WORK TO COMPLETE
Reproduce the data below word for word, line by line, leaving out the pictures.

DATASET EXCERPTS

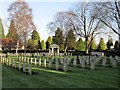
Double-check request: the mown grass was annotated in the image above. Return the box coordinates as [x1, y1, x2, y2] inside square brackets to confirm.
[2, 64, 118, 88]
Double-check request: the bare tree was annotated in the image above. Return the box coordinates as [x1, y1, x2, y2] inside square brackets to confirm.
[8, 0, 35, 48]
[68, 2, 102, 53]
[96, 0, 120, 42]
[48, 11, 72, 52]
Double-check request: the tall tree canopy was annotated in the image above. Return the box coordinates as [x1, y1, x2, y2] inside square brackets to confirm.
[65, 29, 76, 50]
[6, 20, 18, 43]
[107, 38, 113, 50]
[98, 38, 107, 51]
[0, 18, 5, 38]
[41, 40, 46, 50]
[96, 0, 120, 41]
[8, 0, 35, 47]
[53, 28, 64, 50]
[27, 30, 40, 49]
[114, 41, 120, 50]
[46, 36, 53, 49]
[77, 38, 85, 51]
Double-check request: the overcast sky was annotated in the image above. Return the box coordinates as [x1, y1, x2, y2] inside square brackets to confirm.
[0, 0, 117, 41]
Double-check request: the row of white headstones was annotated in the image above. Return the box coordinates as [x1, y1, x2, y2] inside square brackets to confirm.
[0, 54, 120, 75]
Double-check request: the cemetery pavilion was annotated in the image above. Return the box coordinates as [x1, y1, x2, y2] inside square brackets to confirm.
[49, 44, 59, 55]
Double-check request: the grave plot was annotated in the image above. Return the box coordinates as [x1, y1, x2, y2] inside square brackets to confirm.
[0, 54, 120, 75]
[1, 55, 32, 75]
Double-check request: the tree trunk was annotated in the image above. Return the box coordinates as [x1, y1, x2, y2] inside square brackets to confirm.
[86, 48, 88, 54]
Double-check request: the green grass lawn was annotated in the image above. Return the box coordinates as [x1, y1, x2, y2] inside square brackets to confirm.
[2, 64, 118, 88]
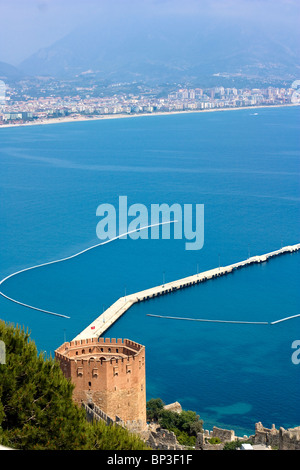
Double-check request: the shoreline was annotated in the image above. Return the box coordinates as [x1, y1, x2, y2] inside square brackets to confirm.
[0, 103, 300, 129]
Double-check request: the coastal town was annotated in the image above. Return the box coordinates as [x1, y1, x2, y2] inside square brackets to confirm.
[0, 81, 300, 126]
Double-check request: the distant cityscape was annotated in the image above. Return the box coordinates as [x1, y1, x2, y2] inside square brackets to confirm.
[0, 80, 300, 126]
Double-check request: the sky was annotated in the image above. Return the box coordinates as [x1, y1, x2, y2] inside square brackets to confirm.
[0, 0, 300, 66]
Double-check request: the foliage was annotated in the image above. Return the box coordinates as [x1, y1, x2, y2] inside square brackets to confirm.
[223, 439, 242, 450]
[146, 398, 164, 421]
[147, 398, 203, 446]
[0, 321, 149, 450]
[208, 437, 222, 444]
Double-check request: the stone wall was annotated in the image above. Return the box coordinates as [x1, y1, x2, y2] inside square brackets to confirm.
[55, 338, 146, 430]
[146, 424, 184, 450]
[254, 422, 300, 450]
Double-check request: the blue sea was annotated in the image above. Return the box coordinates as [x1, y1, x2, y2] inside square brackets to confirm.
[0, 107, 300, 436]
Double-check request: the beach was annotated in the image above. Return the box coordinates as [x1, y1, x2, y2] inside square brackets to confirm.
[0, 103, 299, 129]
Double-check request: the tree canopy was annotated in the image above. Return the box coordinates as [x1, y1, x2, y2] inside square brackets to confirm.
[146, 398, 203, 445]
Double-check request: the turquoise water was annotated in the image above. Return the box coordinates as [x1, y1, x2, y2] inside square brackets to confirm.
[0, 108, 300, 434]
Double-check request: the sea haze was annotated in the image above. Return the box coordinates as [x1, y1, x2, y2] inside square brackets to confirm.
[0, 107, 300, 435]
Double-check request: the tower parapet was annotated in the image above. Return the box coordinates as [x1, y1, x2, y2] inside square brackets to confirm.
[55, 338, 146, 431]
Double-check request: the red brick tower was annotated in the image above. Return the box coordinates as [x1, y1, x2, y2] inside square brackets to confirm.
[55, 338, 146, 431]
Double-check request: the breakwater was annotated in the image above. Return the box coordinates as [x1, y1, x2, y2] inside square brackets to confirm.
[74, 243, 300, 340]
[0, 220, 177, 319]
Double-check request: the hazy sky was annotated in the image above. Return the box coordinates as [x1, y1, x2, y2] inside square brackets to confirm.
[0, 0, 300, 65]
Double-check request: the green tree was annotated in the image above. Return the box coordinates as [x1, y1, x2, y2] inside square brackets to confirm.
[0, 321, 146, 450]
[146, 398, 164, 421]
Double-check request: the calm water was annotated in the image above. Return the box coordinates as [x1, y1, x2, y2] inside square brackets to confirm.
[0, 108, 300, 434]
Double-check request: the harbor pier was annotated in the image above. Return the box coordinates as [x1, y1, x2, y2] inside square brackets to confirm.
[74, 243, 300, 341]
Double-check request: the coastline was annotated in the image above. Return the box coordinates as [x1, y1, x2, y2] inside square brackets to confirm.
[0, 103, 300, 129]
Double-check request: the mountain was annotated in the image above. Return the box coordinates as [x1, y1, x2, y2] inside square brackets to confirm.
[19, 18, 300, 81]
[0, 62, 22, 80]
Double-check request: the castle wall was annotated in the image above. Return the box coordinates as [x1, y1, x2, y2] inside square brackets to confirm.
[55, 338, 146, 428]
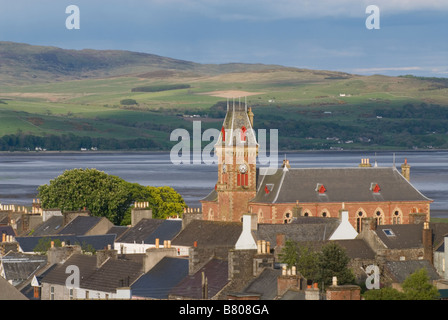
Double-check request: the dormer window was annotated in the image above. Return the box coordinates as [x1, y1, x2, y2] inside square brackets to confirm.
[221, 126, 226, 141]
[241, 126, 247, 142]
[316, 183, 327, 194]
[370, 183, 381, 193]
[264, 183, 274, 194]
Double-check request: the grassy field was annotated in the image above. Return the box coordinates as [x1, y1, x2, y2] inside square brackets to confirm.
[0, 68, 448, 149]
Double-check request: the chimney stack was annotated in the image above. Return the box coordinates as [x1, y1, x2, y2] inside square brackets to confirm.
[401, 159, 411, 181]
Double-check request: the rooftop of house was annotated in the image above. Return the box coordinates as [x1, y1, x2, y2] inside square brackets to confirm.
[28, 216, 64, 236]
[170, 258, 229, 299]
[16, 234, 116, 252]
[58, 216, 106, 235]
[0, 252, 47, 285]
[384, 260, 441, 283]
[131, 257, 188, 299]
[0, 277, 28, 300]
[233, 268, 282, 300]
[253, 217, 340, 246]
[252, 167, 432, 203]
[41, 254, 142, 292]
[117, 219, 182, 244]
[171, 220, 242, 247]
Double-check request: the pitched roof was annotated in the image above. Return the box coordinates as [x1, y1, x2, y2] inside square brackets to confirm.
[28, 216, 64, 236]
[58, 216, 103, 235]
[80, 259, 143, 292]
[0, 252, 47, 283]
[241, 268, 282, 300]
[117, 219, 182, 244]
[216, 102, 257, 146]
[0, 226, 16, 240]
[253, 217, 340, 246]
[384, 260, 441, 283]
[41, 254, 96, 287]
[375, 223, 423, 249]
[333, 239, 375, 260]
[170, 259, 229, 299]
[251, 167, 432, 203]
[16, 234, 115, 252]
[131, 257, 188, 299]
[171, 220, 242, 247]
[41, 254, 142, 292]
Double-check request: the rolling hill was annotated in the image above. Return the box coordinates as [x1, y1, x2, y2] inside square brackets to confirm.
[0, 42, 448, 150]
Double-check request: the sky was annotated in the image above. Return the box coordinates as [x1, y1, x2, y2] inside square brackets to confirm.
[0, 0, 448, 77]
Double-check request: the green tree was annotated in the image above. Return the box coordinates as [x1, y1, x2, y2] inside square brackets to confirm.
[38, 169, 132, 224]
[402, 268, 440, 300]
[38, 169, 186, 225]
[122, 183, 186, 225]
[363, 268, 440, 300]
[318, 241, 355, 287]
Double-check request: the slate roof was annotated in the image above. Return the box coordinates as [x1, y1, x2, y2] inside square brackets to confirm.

RESULT FOR THIS TASK
Double-check request: the mown grass was annotated in the image above. Return the box coordinates as [x1, y1, x2, y2] inside square brackets to confirm.
[2, 64, 118, 88]
Double-check request: the bare tree was annotated in the image above. Return the box coordinates as [x1, y1, x2, y2] inside square brackets to confirm.
[8, 0, 35, 48]
[68, 2, 102, 53]
[96, 0, 120, 42]
[48, 11, 72, 52]
Double-check request: the tall tree canopy was annotated in the image above. Return the box coordinates as [x1, y1, x2, y2] inside square brackets to confirm.
[65, 29, 76, 50]
[6, 20, 18, 43]
[107, 38, 113, 50]
[98, 38, 107, 51]
[0, 18, 5, 38]
[41, 40, 46, 50]
[96, 0, 120, 41]
[8, 0, 35, 47]
[53, 28, 64, 50]
[27, 30, 40, 49]
[114, 41, 120, 50]
[46, 36, 53, 49]
[77, 38, 85, 51]
Double-check request: the overcast sky was annotated in the image above. Return the box coordinates as [x1, y1, x2, y2] inside square brackets to confirm.
[0, 0, 117, 41]
Double-check request: the row of white headstones was annotated in the image above. Return the box coordinates as [x1, y1, x2, y2] inside square brackets to confirm.
[0, 54, 120, 75]
Double-check request: the cemetery pavilion was annotated in the image above. Return the box coordinates as [x1, y1, x2, y2] inside square brackets to confirm.
[49, 44, 59, 55]
Double-check request: the grave plot was annotated in the image above. Return the box coordinates as [x1, y1, x2, y2] inside square brackets to confirm.
[0, 54, 120, 75]
[1, 55, 32, 75]
Double-check request: the tree trunk was annotated in the image above. Return the box coordinates as [x1, y1, x2, y2] inside square brackets to confirm.
[86, 48, 88, 54]
Double-check request: the green grass lawn was annotated in the image above. Return the box coordinates as [x1, y1, x2, y2] inside square brackets to confirm.
[2, 64, 118, 88]
Double-check request: the shoreline was annotated in the image above. Return the box coordinates as [x1, y1, x2, y2] inside square brackets to confirm.
[0, 103, 300, 129]
Double-check request: the coastal town was annotated in the image above. Return the box coordinates as [x1, y1, x2, y2] inside square brackets to confirm.
[0, 81, 300, 126]
Double-check request: the distant cityscape was annotated in the image above. Return the box coordinates as [x1, y1, x2, y2] inside square brackets to confirm.
[0, 80, 300, 126]
Double-check request: the sky was annotated in the image above. Return the box coordinates as [x1, y1, x2, y2] inside square brackets to confirm.
[0, 0, 300, 66]
Double-check request: the foliage was annotated in the image above. Return the box coordinates as [x1, y1, x2, y2] inside square brackets to confirm.
[223, 439, 242, 450]
[146, 398, 164, 421]
[147, 398, 203, 446]
[0, 321, 149, 450]
[208, 437, 222, 444]
Double-check request: the stone wall was annotated in the image above. Return the box coordinates as [x1, y1, x2, y2] inside square brackets to confirm.
[55, 338, 146, 430]
[146, 424, 184, 450]
[254, 422, 300, 450]
Double-check request: the blue sea was annotated in the image above. Return the box coordinates as [x1, y1, x2, y2] inside square brackets to confirm.
[0, 107, 300, 436]
Double-check request: the beach was annotated in the image above. Return the box coordinates as [x1, y1, x2, y2] inside square brackets to confirm.
[0, 103, 299, 129]
Double-check request: the tree canopy was annotated in the image above. Return the box coordinates as [x1, y1, x2, y2] inside square brackets to confirm.
[146, 398, 203, 445]
Double-check request: the turquoise water was annotated in the image above. Return the box coordinates as [x1, y1, x2, y2] inside square brackets to confirm.
[0, 108, 300, 434]
Double-check request: the sea haze was annotated in the image above. Return the box coordinates as [x1, y1, x2, y2] inside square brackets to confirm.
[0, 107, 300, 435]
Double-check request: the tower parapet was annotated in the image above. Return the box coordinates as [x1, y1, x2, y2] inside square brackets to confirm.
[55, 338, 146, 431]
Double-check request: the red brick tower was annotated in the image above. Return the box coordinates as [x1, y1, x2, y2] inside square brackets to confirm.
[55, 338, 146, 431]
Double-check request: the breakwater was annotated in the image above. Return the box coordinates as [x1, y1, x2, y2] inside square brackets to confirm.
[74, 243, 300, 340]
[0, 220, 177, 319]
Double-check request: the hazy sky was annotated in the image above. Return the box coordinates as [x1, y1, x2, y2] inside square brackets to confirm.
[0, 0, 300, 65]
Double-check request: the green tree was annotated in the image above. Return the box coordinates as [x1, y1, x2, y2] inside square brackets to confirm.
[0, 321, 146, 450]
[146, 398, 164, 421]
Double-check request: the calm water was annotated in the image above. Return the box coordinates as [x1, y1, x2, y2] inside square brackets to confirm.
[0, 108, 300, 434]
Double-check request: the harbor pier was annotated in the image above. Return the box coordinates as [x1, y1, x2, y2] inside square brackets to confirm.
[74, 243, 300, 341]
Double-check request: the coastline was annotated in the image above. Return the box coordinates as [x1, y1, x2, y2] inside square brackets to confirm.
[0, 103, 300, 129]
Double-check request: the mountain was annotated in the image above. Return the box coordinates as [x1, y1, x2, y2] inside square brackets to confirm.
[19, 18, 300, 81]
[0, 62, 22, 80]
Double-check request: the castle wall was annotated in the image above. Return the box coordinates as [x1, y1, x2, y2] inside square brackets to confirm.
[55, 338, 146, 428]
Double-check request: the dormer window was annotated in the image above. Return the box coordinates as [x1, y1, x2, y2] inside square brackets to confirm.
[221, 126, 226, 141]
[241, 126, 247, 142]
[316, 183, 327, 194]
[370, 183, 381, 193]
[264, 183, 274, 194]
Double-check request: the grassy field was annotated in the image above. Return the box coordinates as [x1, y1, x2, y2] inside square brackets to confirm.
[0, 68, 448, 149]
Double-check request: the chimney stack was annotated in the image above. Return the box coordinates as [x1, y1, x2, y2] inside square brackets to confirm.
[401, 159, 411, 181]
Double-check request: the rooftop of house was annotated in the image above. Return the box coordinates as [x1, y1, x2, y2] inside square brackets to confirm.
[28, 216, 64, 236]
[170, 258, 229, 299]
[16, 234, 116, 252]
[58, 216, 106, 235]
[0, 252, 47, 285]
[384, 260, 441, 283]
[131, 257, 188, 299]
[0, 277, 28, 300]
[233, 268, 282, 300]
[253, 217, 340, 246]
[252, 167, 432, 203]
[41, 254, 142, 292]
[117, 219, 182, 244]
[171, 220, 242, 247]
Double-check request: the pitched roof was annotated in the image above. Return the box coordinates as [x1, y1, x2, y2] inside square brackets to confirm.
[28, 216, 64, 236]
[58, 216, 103, 235]
[80, 259, 143, 292]
[0, 252, 47, 283]
[241, 268, 282, 300]
[117, 219, 182, 244]
[216, 102, 257, 146]
[0, 226, 16, 240]
[253, 217, 340, 246]
[384, 260, 441, 283]
[41, 254, 96, 287]
[375, 223, 423, 249]
[333, 239, 375, 260]
[170, 259, 229, 299]
[251, 167, 432, 203]
[16, 234, 115, 252]
[131, 257, 188, 299]
[171, 220, 242, 247]
[41, 254, 142, 292]
Double-check request: the rolling hill was annotated in the image above. Return the box coordinates as [x1, y1, x2, y2] inside square brackets to confirm.
[0, 42, 448, 150]
Double-check request: the sky was annotated in the image above. Return the box coordinates as [x1, y1, x2, y2] inside square brackets to confirm.
[0, 0, 448, 77]
Double-check request: the green tree was annotated in the image above. Return the box coordinates as [x1, y1, x2, y2] inside square brackets to confirm.
[38, 169, 132, 224]
[402, 268, 440, 300]
[38, 169, 186, 225]
[122, 183, 186, 225]
[363, 268, 440, 300]
[318, 241, 355, 287]
Double-check request: the slate roof was annotated in the image above. Return the box coordinates as [x1, y1, x2, y2] inside square brackets to confirm.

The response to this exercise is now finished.